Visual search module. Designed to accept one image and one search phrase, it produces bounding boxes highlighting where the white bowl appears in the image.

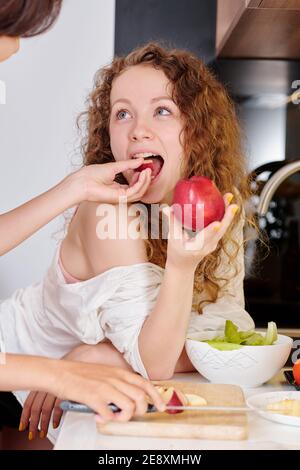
[185,335,293,387]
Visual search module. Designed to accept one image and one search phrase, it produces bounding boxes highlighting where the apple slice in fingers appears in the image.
[185,393,207,406]
[162,387,186,414]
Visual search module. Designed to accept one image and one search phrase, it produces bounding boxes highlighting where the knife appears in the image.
[60,400,254,413]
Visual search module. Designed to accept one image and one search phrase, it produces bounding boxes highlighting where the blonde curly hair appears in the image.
[79,43,255,313]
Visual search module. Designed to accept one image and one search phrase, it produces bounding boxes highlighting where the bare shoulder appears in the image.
[66,202,147,276]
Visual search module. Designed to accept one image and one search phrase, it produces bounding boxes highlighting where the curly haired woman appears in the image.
[1,44,253,442]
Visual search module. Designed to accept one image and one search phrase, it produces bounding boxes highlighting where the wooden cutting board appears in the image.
[97,381,248,440]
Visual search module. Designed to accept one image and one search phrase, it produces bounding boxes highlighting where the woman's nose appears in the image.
[130,121,153,141]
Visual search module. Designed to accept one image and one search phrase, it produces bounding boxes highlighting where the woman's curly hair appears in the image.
[80,43,256,313]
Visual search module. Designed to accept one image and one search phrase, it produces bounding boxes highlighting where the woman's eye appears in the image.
[117,109,129,121]
[156,108,171,116]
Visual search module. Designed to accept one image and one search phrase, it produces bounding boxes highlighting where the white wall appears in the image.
[0,0,115,298]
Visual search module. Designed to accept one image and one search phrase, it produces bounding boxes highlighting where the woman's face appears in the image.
[109,65,183,204]
[0,36,20,62]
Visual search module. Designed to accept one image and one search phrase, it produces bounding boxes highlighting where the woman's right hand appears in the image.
[162,193,239,271]
[62,158,151,205]
[20,360,165,440]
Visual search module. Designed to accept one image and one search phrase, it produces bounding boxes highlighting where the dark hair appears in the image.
[0,0,62,37]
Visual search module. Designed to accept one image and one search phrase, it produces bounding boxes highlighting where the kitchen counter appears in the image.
[54,372,300,451]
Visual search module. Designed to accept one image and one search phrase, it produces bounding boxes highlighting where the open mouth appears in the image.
[130,154,164,186]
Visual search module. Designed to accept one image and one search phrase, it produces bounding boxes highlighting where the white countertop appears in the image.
[54,373,300,450]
━━━━━━━━━━
- [Set exercise]: Turn the entries above into a numbered list, dropping any blank lines and leaving out the picture.

- [Response to this exercise]:
1. Visual search module. Designed to accept one image and one search phrase, it produces bounding boxes highlighting where the white bowl appears in the image.
2. [185,335,293,387]
3. Visual search module. Designed to accept one image and one search phrase, it produces bounding boxes highlighting where the apple slice in fingers appears in the image.
4. [185,393,207,406]
5. [162,387,186,414]
6. Visual search module. Designed to accept one image and one search phrase, it produces bounding boxes highlighting where the knife appears in the image.
7. [60,400,254,413]
8. Visual search module. Designed to accept one image and one search phrase, it produces bounding boxes highlighting where the blonde curly hair appears in the image.
9. [79,43,255,313]
10. Visual search module. Designed to accept one image and one search phrase, it produces bounding boxes highlighting where the bare shoulder appears in the image.
11. [66,202,147,276]
12. Visual search module. Designed to accept one image and one search phrase, it produces bounding boxes highlighting where the curly haired woman appears in the image.
13. [1,44,253,442]
14. Visual search module. Designed to accept one image and one search phrase, it produces bounding boxes highlighting where the wooden cutting board appears in the image.
15. [97,381,248,440]
16. Visual search module. Designed to accept one image and one search phrase, it produces bounding boxes highlighting where the woman's nose appears in the image.
17. [130,121,153,141]
18. Visual search module. Designed to accept one image and one search phrase, it produces bounding boxes highlighting where the woman's curly hair appears in the image.
19. [80,43,256,313]
20. Visual search module. Designed to accept one image and one search phrase, it produces bounding boxes highlighting where the woman's eye appears in the image.
21. [117,109,129,121]
22. [156,108,171,116]
23. Visual search module. Designed to accept one image and one search phrase, it produces bounding boxes highlighting where the white wall appears in the image.
24. [0,0,115,298]
25. Visual search module. Designed to accept one image and one search phrase, it produces bounding boxes highlighting where the woman's face appears in the image.
26. [109,65,183,204]
27. [0,36,20,62]
28. Visual search module. Designed to accept one image and one search phrase, it produces bounding boxes highlighting where the woman's right hand appears in the image.
29. [162,193,239,271]
30. [62,158,151,205]
31. [20,360,165,440]
32. Visual search module. Designed to accept one image and one search phrase, it produces bounding boxes highlighting where the dark hair appears in the image.
33. [0,0,62,37]
34. Visual search module. Designed to accept one image and one search phrase, it produces bounding boxes highlighting where the kitchen counter appears in the image.
35. [54,372,300,451]
36. Visual search module. Designed to accept one image and one search phrase, it produces bounding boxes highlighting where the open mouth appears in the image.
37. [130,154,164,186]
38. Visual search module. Designed to accept one image and one search phrase, it produces bounding boxes highlighting where the white countertop appears in the image.
39. [54,373,300,450]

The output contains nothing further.